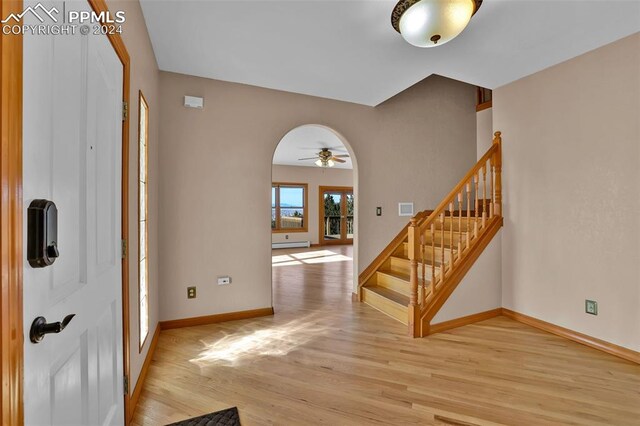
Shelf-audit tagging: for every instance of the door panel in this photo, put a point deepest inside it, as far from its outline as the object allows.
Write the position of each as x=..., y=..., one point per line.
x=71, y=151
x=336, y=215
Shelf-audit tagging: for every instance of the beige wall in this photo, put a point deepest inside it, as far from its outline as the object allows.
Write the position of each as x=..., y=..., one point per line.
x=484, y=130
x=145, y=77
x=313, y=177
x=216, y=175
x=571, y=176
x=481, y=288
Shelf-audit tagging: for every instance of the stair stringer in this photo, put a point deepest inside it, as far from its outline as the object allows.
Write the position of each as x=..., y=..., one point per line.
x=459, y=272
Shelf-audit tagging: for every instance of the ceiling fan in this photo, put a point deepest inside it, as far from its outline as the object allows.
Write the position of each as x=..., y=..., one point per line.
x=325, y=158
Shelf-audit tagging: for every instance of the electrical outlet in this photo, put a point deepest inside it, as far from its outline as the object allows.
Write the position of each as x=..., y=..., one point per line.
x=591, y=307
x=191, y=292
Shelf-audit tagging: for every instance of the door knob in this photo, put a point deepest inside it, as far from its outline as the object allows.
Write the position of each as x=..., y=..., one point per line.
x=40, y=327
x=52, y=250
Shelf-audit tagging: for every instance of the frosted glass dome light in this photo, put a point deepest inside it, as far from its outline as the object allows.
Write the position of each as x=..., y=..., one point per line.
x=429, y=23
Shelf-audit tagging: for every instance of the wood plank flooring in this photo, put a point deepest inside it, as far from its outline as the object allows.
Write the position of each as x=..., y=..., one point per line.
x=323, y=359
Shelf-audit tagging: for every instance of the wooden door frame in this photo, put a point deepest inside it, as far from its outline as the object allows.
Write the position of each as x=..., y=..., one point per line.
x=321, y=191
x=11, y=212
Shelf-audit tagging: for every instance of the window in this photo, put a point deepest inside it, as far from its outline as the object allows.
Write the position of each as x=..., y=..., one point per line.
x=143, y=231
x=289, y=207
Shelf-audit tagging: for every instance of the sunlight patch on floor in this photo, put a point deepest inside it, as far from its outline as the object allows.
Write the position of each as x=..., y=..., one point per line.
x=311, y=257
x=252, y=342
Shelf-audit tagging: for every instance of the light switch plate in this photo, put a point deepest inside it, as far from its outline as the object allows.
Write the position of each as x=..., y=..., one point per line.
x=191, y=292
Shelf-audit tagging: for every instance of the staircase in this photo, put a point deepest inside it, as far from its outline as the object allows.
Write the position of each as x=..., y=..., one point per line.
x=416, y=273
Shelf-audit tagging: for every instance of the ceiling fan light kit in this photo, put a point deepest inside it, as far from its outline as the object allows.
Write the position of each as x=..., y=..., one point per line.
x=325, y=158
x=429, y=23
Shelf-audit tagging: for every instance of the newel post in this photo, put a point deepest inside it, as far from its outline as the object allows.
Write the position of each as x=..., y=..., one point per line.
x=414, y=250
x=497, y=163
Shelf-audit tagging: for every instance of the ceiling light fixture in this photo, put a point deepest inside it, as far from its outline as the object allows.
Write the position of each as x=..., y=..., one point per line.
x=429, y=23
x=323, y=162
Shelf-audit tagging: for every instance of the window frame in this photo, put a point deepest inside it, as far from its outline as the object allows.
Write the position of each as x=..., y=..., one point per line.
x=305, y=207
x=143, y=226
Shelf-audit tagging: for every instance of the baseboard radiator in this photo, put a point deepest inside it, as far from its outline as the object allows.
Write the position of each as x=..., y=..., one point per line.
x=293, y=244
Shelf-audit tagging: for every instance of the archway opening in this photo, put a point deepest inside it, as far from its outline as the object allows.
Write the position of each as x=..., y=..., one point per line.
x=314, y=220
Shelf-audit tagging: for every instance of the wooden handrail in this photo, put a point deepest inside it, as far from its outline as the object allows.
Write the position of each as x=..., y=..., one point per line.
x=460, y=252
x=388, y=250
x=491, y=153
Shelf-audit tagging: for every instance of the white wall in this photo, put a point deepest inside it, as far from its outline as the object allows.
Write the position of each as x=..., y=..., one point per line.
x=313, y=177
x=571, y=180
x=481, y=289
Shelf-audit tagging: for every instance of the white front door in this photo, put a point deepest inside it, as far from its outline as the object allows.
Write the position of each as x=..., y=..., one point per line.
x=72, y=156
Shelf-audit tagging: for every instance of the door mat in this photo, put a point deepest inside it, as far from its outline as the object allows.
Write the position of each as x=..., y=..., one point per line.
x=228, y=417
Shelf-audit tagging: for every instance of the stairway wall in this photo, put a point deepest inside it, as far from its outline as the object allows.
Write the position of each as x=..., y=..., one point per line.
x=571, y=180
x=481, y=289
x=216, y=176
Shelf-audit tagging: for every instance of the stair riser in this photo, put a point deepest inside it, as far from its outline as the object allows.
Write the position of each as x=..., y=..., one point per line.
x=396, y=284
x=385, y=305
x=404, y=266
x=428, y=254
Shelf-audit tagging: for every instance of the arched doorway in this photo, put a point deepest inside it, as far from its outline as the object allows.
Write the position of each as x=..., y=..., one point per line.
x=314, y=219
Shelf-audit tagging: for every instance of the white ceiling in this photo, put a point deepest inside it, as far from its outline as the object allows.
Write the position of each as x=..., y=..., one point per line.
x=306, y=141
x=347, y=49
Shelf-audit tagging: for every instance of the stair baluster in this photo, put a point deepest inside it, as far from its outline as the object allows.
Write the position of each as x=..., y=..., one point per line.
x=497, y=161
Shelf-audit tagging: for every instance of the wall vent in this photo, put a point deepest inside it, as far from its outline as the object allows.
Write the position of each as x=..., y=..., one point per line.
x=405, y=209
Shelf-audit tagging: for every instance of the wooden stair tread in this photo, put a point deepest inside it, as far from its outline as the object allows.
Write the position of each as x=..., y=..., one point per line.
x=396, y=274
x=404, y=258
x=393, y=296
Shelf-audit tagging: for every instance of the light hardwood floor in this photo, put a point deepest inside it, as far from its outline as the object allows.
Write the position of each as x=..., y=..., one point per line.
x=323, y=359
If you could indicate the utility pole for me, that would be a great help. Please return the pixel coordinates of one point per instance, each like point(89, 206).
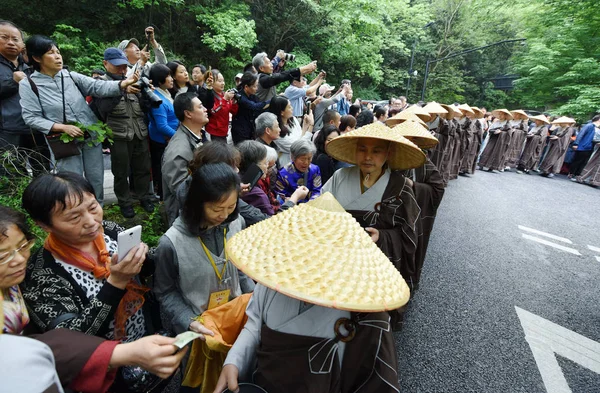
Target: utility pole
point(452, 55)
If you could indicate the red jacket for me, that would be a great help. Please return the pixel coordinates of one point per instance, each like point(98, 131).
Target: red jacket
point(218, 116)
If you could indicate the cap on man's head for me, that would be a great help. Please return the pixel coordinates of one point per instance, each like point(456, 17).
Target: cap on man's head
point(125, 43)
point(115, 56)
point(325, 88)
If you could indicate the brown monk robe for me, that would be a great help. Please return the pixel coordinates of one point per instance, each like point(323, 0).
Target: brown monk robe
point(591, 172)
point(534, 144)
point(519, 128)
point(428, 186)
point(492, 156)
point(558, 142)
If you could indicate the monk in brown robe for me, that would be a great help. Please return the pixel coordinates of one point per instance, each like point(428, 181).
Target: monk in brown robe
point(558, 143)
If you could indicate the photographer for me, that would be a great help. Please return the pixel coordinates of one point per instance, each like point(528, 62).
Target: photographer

::::::::::

**EXERCISE:** Restate the data above verbatim, skipping every image.

**SOLUTION:**
Shelf-audit tagging: for every instance of the door panel in this photo, put a point deepest inside it, as far from its outline as the object allows.
Write the position of each as x=..., y=..., one point per line.
x=71, y=151
x=336, y=215
Shelf-audit tagging: for every instance of the beige wall in this photo, put a point deepest inside it, as far from its outline as the object allows.
Write the position of each as x=..., y=..., one point per line.
x=484, y=130
x=145, y=77
x=313, y=177
x=216, y=175
x=571, y=176
x=481, y=288
Shelf-audit tagging: for every instance of the stair stringer in this photo, put a point deepest inside it, as far from its outline as the object allows.
Write the position of each as x=..., y=..., one point per line.
x=459, y=272
Shelf-audit tagging: for every instance of the ceiling fan in this photo, put a point deepest inside it, as far from its outline as the object allows.
Write the position of each as x=..., y=..., one point per line.
x=325, y=158
Shelf-audit tagging: for every instance of the electrical outlet in this photo, put a point deepest inside it, as far from its outline as the object allows.
Write the position of each as x=..., y=..., one point per line.
x=591, y=307
x=191, y=292
Shelf-audit tagging: for every instance of the door knob in this photo, put a point deepest inside it, as far from its outline as the object allows.
Write the position of each as x=..., y=..., one point per line.
x=40, y=327
x=52, y=250
Shelf-audit tagging: for every instance of the frosted glass dome light in this photo, put a point deepest inside it, as far from its outline as the object allows.
Write the position of each as x=..., y=..., one point per line.
x=429, y=23
Shelf-audit tagging: for every instance of the wood plank flooring in this photo, put a point deepest inside it, as far from its outline as the object allows.
Write the position of each as x=..., y=..., one point per line.
x=323, y=359
Shelf-audit tagging: for every instance of the wooden door frame in this photo, put a point deepest inside it, as far from its outline as the object allows.
Write the position of each as x=..., y=..., one point per line.
x=321, y=191
x=11, y=212
Shelf-audit tagging: for every instance of the window in this photo, put a point deepest inside it, as far from its outline as the object allows.
Write the position of each as x=..., y=..., one point per line.
x=143, y=231
x=289, y=207
Shelf-audit tagging: for every instance of the sunlight patch on floor in this photo, put a point deepest inside it, as far from its outline as the object allows.
Write the position of each as x=..., y=..., one point per line.
x=311, y=257
x=252, y=342
Shelf-audit tagging: for every instance of the light switch plate in this photo, put a point deepest inside it, as far from its outline as the object allows.
Write the position of each as x=..., y=..., one point per line.
x=191, y=292
Shelf-audit tagging: for every instance of the staircase in this photo, put a point deepest inside it, as far from its outline as the object allows.
Write the position of each as x=..., y=..., one point per line.
x=416, y=273
Shelf-audit tagging: for every instance of the ceiling fan light kit in this photo, put a point deepest inside it, as far from its outline as the object allows.
Write the position of each as x=..., y=..., one point per line.
x=325, y=158
x=429, y=23
Shelf-audit tagging: for every instance of the newel post in this photo, put a point deepest inside it, as far from its outline as the object allows.
Write the position of each as x=..., y=..., one point per line.
x=414, y=250
x=497, y=163
Shelf-audit tagging: for every instance of the ceiling light fixture in this photo, put a point deepest inside it, as far from its outline as the object allows.
Write the position of each as x=..., y=..., one point per line.
x=429, y=23
x=323, y=162
Shelf-audit tagging: for every instance of the window frame in this photo, put a point deepest inside it, as far from its outline as the object allows.
Write the position of each as x=..., y=..., one point per line.
x=305, y=207
x=143, y=226
Shelf-audit tagging: for every instance of the baseboard radiator in this photo, put a point deepest inside it, as far from its outline as the object allows.
Write the position of each as x=..., y=..., one point per line.
x=293, y=244
Shelf-audit tagging: for every instance of the archway opening in this photo, put a point deepest inside it, as far from its outline as the object allows.
Write the position of each as x=..., y=..., one point per line.
x=314, y=220
Shelf-audit tagging: for every instance of the wooden handrail in this photo, put a point deepest inside it, as far from its outline as the object allows.
Write the position of each as x=..., y=..., one point per line.
x=460, y=252
x=388, y=250
x=491, y=153
Shelf-audit tagging: for every instance of the white wall in this photo, put a point deepest inside it, as far from its outline as the object allows.
Write the position of each as x=..., y=..., one point per line.
x=313, y=177
x=571, y=180
x=481, y=289
Shelf-audit tagging: for every instance of the white front door in this photo, put a point deepest inside it, as far from its outline as the object allows.
Write the position of each as x=..., y=..., one point per line.
x=72, y=156
Shelf-audit tagging: for every instance of the door mat in this photo, put a point deepest inside it, as far from its outline as the object allows.
Write the position of each as x=..., y=..., one point per line.
x=228, y=417
Shelf-audit tagging: for every instance of the stairway wall in this photo, put a point deepest inside it, as far from its outline as the object allows.
Write the position of each as x=..., y=..., one point per line.
x=571, y=180
x=481, y=289
x=216, y=176
Shelf-audit tagging: for every instance of the stair riser in this photo, put a point deepest inside it, as far from its outline as the object allows.
Write the position of each as x=..., y=..., one point per line.
x=396, y=284
x=385, y=305
x=404, y=266
x=428, y=254
Shelf-audit tagging: for every instance of the arched doorway in this photo, put a point deepest inside it, as far from its outline as the object allows.
Write the position of each as x=..., y=..., one point per line.
x=314, y=219
Shelf-audit tagging: for every instance of the white ceiling in this photo, put a point deepest inside it, as far from its outline as the object allows.
Write the position of each as x=..., y=..., one point per line.
x=306, y=141
x=347, y=49
Shelf-audit tagging: for every instance of the stair baluster in this photo, put a point deepest inside it, as far from its outline as the object allows.
Write the position of each as x=..., y=..., one point per line.
x=497, y=161
Shelf-audit tagging: for every instance of the wall vent in this photo, put a point deepest inside it, as far from its outline as the object allows.
Write the position of each as x=..., y=..., one point per line.
x=405, y=209
Shelf-audit tagging: for every instance of the wooden stair tread in this photo, put a point deepest inside it, as far from its outline as the object allows.
Write the position of each as x=..., y=..., one point per line.
x=396, y=274
x=404, y=258
x=393, y=296
Shelf-audit tagging: for every instance of the light hardwood floor in this photo, put a point deepest inside it, as far from its outline as the object allows.
Write the position of each as x=..., y=..., one point per line.
x=323, y=359
If you could indicate the utility pole for me, that would be a great help. Please return the pixel coordinates of one point per instance, each like point(89, 206).
Target: utility pole
point(452, 55)
If you could indicate the red jacket for me, that would be a great help. Please return the pixel coordinates of one point per instance, each like point(98, 131).
Target: red jacket
point(218, 116)
If you could indicate the cap on man's head for me, that would be a great help. Please return the pixel coordinates of one point per instance, each like point(456, 17).
Target: cap on man's head
point(125, 43)
point(115, 56)
point(325, 88)
If you could indicate the brown monk robe for me, that would be a great help. Please return the pixel coordinates of one point per instance, each like point(323, 0).
Target: brown monk robe
point(591, 172)
point(534, 144)
point(519, 128)
point(428, 186)
point(492, 156)
point(558, 142)
If you could indicate the monk in brown robe for me, that would be a great help. Please return the pixel coordinates of one point per instance, each like point(428, 181).
Target: monk in brown robe
point(558, 143)
If you could indicate the photographer for me, that would be a great help. Please return the pixel coordinates of one point per instance, each like point(528, 62).
Target: photographer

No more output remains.